That was back when the biggest object of joking that you could put into a satirical pop culture thing was about ad men. That was one of the reasons that Mad Men was the show that it was, because it was set during a time when being in advertising was in a lot of ways like having a tech gig now in that there was good money to be made, it was very much a hotly discussed industry, it was all based on bluster, et cetera, et cetera. And at the time you could really make fun of somebody for being a big promoter and advertiser, but Stan was really good at it! Now it's something we look at with a great deal of admiration, or at least grudging admiration when people can pull that off. And Stan really did.

Partially because they're both owned by Disney now, but you have a guy like Jim Henson who was very much in the trenches of making the art that he was promoting pretty consistently, and then Stan really was a little bit more hands-off than I think people tend to think when it comes to developing characters.

§ **Exercise instructions**:
a - Translate this sentence from the passage about Stan into Spanish: "Now it's something we look at with a great deal of admiration, or at least grudging admiration when people can pull that off."
b - Reproduce the passage about Stan word for word, starting at "That was back" and ending at "Stan really did.".
c - Pick up the passage about Stan after its last sentence and carry it forward.

[Records drawn from a dataset]

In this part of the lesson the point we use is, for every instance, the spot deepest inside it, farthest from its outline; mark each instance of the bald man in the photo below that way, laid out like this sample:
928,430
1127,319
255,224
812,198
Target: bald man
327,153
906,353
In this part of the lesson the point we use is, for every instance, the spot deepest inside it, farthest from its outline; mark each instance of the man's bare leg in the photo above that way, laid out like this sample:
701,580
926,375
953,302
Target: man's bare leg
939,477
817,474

§ **Answers per task**:
a - Ahora es algo que contemplamos con una gran admiración, o al menos con una admiración a regañadientes, cuando alguien consigue lograrlo.

b -
That was back when the biggest object of joking that you could put into a satirical pop culture thing was about ad men. That was one of the reasons that Mad Men was the show that it was, because it was set during a time when being in advertising was in a lot of ways like having a tech gig now in that there was good money to be made, it was very much a hotly discussed industry, it was all based on bluster, et cetera, et cetera. And at the time you could really make fun of somebody for being a big promoter and advertiser, but Stan was really good at it! Now it's something we look at with a great deal of admiration, or at least grudging admiration when people can pull that off. And Stan really did.

c -
For the most part. Again, we don't know because we can't go back in time and figure out exactly who said what inside a closed room. We'll never know for certain, but even when it comes to creating individual comics as opposed to just creating the characters, yeah, he was relatively hands-off when it came to an individual comic, because he wasn't writing a full script. He was not being the auteur of these comics. He was saying, “okay, here's some ideas,” and then people would go and run with them. And a lot of the time it wasn't even, "here's some ideas, go run with," it was the writer-artists would come to him and say, “we're going to do this.” Stan would maybe have some tweaks, but would largely just say, “okay.” Then the writer-artists would go home and do that. So, it's not exactly like you say. It's not like Jim Henson going and tinkering away with his characters, it's much more of an ambiguous and distant creative role that he had.



Over the course of Marvel's history, obviously, the company had I think some of the most tumultuous possible business situations through the ‘80s, ‘90s and 2000s. What of Stan Lee's later life and pops culture ascendance do you track in the book?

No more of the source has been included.